Short problem:
Repeat each entry word for word. Leave any images out of the copy.

-- Start Given data --

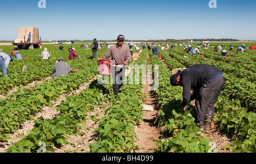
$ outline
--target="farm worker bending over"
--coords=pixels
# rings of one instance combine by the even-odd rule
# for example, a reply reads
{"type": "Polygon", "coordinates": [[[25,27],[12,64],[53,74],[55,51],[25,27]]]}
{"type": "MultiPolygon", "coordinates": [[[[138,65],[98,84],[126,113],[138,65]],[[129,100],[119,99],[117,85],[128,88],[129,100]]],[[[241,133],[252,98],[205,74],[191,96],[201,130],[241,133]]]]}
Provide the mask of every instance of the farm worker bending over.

-- End Given data --

Expected answer:
$ outline
--target="farm worker bending over"
--coords=pixels
# rings of one instance combine by the even-odd rule
# for example, a reply reads
{"type": "Polygon", "coordinates": [[[25,27],[12,64],[53,74],[55,51],[25,27]]]}
{"type": "MultiPolygon", "coordinates": [[[[138,65],[98,84],[126,113],[138,65]],[[129,100],[119,99],[117,85],[128,88],[129,100]]],[[[241,133],[252,98],[205,74],[191,96],[201,130],[241,133]]]]}
Provide the mask of every instance of the farm worker bending over.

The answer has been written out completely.